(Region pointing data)
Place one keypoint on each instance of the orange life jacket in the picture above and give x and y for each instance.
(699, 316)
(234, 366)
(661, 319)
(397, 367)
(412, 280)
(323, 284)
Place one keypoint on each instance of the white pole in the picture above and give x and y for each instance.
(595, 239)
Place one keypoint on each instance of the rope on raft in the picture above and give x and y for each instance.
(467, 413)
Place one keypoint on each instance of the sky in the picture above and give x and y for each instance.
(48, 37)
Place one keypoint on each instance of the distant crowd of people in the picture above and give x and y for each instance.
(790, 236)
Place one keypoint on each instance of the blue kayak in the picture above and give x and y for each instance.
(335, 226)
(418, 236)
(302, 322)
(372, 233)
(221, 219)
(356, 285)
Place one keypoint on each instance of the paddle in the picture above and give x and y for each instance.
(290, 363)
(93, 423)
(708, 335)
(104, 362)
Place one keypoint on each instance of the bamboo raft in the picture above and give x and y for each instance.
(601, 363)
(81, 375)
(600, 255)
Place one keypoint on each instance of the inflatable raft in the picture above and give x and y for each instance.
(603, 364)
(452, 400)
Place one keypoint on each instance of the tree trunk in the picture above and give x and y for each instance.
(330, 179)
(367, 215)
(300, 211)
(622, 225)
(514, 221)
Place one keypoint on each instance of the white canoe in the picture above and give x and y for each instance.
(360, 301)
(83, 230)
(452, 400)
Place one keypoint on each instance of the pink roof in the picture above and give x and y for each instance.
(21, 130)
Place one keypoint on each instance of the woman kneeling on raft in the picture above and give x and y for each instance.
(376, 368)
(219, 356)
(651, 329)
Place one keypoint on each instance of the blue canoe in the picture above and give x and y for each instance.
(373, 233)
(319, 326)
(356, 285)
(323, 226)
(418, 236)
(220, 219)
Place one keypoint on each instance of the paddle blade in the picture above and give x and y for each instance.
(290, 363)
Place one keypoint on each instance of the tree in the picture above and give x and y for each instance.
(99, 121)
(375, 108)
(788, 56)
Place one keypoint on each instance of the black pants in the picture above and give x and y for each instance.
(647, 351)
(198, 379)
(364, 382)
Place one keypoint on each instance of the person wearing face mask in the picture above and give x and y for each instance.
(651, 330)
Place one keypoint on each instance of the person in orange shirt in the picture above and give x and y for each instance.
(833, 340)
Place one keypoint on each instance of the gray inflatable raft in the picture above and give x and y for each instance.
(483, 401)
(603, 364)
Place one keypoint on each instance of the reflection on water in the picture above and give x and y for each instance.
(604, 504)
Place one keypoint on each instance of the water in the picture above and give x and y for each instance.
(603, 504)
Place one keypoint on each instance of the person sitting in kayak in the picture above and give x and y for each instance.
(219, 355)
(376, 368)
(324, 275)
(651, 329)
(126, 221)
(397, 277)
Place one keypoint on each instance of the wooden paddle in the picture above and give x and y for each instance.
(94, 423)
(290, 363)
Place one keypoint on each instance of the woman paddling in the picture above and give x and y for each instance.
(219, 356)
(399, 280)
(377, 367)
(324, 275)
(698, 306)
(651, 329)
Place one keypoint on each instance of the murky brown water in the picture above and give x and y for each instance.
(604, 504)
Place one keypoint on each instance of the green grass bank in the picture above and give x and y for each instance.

-- Work to be completed --
When you answer, return the records above exactly as they stand.

-- Task result --
Place one keypoint on each instance of the orange life jacket in the picture above and give x and y for each instance.
(699, 316)
(234, 366)
(661, 319)
(397, 367)
(412, 280)
(323, 284)
Place one keypoint on each instance of the white pole in the picture above and give x and y for each instance.
(595, 239)
Place one keypoint on each instance of the rope on raft in the picture above and give x and y for each instance.
(467, 413)
Place one keypoint on each instance of the sky in the picture above and give x and y for each instance.
(48, 37)
Place one keypoint on each instance of the distant crowd of people in the picture above and give x and y for each instance.
(790, 236)
Place one keypoint on each instance of the blue kayak in the picture above and give x and y for each instance.
(335, 226)
(418, 236)
(302, 322)
(372, 233)
(221, 219)
(356, 285)
Place one keypoint on each instance of the paddle in the picture above and give x and y for each instance.
(290, 363)
(93, 423)
(708, 335)
(104, 362)
Place one keypoint on each instance of the bamboo raft in the picture above and give x and y for each instance.
(601, 363)
(81, 375)
(600, 255)
Place one keypoint on each instance of the inflatable raft in the picture above and give x and y for each instance.
(603, 364)
(452, 400)
Place one keypoint on each instance of the tree trunk in the picture above and give x and y for each instance.
(330, 179)
(367, 215)
(300, 211)
(622, 225)
(514, 221)
Place one keypoint on each instance of the white canoe in the picture above and give x and y for each instance.
(360, 301)
(83, 230)
(452, 400)
Place one keypoint on each instance of the pink roof in the picture above and give x and y for each instance.
(21, 130)
Place one keypoint on each instance of the woman kneeling on raft in the picture above and give x and y for each instance.
(376, 368)
(219, 356)
(651, 329)
Place one keypoint on each instance of the blue canoe in the picture above and give x and y for each instance.
(373, 233)
(319, 326)
(356, 285)
(323, 226)
(418, 236)
(220, 219)
Place one keypoint on each instance of the paddle blade in the picture above and give x and y for each instance.
(290, 363)
Place one keypoint on each instance of the tree in the picture above and give x and y for each instance.
(99, 121)
(375, 108)
(788, 56)
Place one keypoint on each instance of the black pants in the picture above and give x and y for each instance.
(647, 351)
(198, 379)
(364, 382)
Place one keypoint on each instance of the person wearing face mask in the picture above and give x and y for each instance.
(651, 330)
Place one keypoint on each instance of the person in orange shirt in the picture above and give x and y for each instance.
(833, 340)
Place one keypoint on each instance of the gray inflatable raft in the picture above and give x and y for each instance.
(483, 401)
(603, 364)
Place one keypoint on each instance of the reflection on water in the picture above and give x and y for each instance.
(604, 504)
Place one keypoint on each instance of the water in the picture above and give x and y for each instance.
(603, 504)
Place one keypoint on each instance of the person sitting in kayak in the picture above and give x and y for each instance.
(219, 355)
(376, 368)
(324, 275)
(651, 329)
(126, 221)
(397, 277)
Place one keypoint on each instance of the wooden paddle in the picture above and give x and y for each instance.
(94, 423)
(290, 363)
Place one keypoint on each instance of the woman paddling in the picture above and give x and y for each instance.
(219, 356)
(399, 280)
(377, 367)
(324, 275)
(698, 306)
(651, 329)
Place one keypoint on each instance of the murky brown water in the picture above and give x and y for each instance.
(604, 504)
Place one keypoint on each instance of the green grass bank in the picture above and give x and y for each instance.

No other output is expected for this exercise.